Excerpts of bounding box data:
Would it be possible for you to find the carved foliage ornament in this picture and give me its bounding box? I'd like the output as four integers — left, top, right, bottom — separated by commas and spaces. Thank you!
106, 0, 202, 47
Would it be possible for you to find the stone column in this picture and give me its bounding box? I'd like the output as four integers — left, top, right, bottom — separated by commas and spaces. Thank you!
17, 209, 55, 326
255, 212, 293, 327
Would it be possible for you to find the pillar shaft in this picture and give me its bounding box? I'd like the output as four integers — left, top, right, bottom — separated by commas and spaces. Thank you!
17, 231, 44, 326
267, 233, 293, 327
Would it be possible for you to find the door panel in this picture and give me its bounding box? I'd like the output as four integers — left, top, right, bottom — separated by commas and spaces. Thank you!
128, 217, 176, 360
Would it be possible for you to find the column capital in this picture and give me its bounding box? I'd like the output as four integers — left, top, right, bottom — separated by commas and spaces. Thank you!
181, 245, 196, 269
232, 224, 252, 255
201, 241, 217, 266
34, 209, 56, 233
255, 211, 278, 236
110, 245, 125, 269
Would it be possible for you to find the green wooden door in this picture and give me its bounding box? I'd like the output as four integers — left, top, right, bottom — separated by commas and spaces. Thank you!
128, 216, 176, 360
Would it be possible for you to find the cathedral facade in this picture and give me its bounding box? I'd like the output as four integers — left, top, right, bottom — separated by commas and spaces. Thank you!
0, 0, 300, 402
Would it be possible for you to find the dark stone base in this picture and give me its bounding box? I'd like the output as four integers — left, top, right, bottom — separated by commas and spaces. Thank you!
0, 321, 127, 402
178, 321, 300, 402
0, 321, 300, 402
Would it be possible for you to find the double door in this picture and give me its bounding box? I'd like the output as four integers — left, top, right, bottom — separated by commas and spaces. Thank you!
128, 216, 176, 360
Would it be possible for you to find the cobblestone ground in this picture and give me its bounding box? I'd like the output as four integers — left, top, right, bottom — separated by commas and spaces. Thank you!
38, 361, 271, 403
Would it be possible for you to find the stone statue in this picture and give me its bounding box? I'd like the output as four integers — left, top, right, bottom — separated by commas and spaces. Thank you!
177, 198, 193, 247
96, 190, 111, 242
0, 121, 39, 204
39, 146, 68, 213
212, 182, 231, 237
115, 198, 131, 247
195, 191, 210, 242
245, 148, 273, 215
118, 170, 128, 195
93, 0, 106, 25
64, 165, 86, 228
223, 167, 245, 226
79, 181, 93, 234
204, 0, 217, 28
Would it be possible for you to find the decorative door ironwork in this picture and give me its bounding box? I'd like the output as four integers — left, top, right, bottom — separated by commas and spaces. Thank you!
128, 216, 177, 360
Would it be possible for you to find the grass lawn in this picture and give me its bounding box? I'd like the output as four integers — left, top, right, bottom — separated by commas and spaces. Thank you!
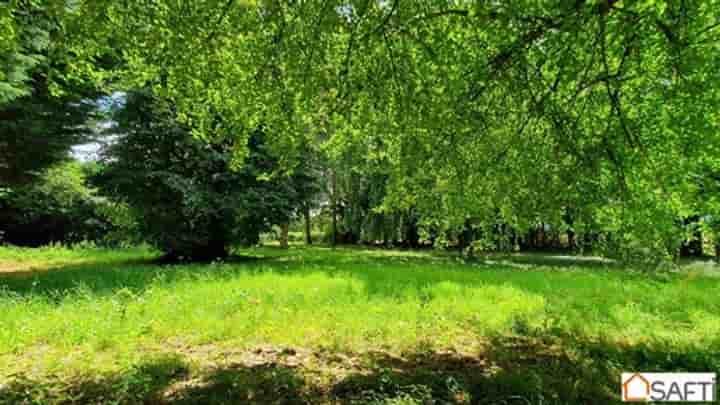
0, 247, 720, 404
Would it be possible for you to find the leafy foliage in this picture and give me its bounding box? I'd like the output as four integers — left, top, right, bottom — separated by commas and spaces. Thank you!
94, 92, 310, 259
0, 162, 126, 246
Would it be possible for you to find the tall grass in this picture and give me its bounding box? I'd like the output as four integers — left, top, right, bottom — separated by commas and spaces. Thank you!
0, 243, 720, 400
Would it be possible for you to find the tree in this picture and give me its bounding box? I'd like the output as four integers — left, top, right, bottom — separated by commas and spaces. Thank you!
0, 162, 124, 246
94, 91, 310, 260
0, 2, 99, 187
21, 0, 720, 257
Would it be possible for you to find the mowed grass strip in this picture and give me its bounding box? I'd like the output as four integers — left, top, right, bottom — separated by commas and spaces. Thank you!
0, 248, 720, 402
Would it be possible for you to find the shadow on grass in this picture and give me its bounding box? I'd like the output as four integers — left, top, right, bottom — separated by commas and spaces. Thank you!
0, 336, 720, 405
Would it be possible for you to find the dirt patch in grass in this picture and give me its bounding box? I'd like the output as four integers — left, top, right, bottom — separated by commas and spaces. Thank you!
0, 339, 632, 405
---
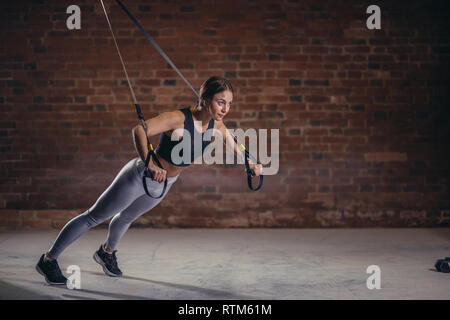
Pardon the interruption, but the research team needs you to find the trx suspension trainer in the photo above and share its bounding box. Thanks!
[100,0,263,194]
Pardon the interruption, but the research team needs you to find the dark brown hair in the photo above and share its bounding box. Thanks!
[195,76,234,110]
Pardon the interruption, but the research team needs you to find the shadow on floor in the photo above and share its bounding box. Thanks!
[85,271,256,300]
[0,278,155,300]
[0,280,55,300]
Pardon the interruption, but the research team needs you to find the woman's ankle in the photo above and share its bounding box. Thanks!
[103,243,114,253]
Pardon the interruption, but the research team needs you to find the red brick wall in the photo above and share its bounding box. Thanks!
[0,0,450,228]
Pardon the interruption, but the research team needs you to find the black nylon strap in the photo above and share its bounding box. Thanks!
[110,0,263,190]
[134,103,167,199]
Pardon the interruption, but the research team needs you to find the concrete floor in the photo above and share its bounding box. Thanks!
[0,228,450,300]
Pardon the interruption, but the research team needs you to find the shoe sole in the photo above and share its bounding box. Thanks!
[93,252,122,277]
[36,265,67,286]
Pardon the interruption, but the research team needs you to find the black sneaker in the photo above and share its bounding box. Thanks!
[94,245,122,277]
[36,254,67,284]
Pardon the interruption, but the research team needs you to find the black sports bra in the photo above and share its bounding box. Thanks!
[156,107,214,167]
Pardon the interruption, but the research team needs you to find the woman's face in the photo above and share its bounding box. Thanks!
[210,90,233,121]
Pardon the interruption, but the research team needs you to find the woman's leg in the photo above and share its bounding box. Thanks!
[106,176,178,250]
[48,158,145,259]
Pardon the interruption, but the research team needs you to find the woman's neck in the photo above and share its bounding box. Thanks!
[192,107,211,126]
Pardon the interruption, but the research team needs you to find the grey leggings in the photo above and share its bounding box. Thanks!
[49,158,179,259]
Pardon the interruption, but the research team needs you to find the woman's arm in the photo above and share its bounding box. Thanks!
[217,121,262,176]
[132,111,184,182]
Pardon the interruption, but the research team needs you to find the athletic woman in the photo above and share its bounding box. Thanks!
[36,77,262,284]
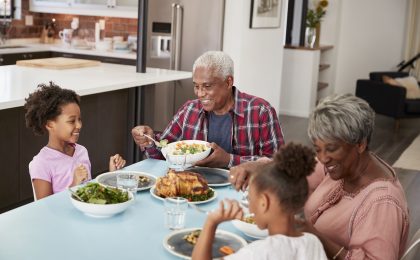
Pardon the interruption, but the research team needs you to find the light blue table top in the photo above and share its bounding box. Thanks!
---
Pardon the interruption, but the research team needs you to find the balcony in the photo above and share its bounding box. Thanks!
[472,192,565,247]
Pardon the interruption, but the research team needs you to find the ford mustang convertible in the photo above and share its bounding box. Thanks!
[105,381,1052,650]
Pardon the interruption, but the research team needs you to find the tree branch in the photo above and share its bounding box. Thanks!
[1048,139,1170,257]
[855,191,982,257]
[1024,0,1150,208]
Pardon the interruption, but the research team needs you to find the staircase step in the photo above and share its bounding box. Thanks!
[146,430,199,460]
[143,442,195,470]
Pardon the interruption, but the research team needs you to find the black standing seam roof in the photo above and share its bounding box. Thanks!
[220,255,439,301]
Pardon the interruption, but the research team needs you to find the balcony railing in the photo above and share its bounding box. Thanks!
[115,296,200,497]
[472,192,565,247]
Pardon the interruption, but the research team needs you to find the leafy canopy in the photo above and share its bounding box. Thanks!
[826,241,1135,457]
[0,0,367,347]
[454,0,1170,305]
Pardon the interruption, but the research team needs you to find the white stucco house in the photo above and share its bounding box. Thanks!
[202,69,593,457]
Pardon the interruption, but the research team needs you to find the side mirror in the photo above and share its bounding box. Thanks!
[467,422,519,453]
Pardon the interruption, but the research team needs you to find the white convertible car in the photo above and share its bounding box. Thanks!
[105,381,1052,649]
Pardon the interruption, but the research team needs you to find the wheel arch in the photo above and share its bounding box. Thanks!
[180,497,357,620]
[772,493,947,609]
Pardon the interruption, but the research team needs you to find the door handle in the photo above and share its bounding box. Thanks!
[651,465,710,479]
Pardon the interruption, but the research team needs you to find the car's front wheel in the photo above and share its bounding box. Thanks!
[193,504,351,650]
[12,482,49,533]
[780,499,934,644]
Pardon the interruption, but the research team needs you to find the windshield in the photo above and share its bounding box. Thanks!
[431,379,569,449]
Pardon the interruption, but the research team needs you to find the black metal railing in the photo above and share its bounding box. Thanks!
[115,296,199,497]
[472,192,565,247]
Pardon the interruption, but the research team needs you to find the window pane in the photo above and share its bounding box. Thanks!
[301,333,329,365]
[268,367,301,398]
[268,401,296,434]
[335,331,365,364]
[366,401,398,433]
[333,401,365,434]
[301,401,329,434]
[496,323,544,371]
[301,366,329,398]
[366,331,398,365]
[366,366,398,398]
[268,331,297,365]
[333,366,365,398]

**EXERCISE BRIEF:** Can you turn the lines of the listing, starting at the line containing "the white stucco" and ending at the line containing "[202,69,593,457]", into a numbered list with blank lines omitted?

**RESPONSE TO THIS EXERCISE:**
1. Pardon the interruption, but the research team needs you to find the white stucco house in the photo above and share its bounding box. Thanks!
2. [202,69,593,457]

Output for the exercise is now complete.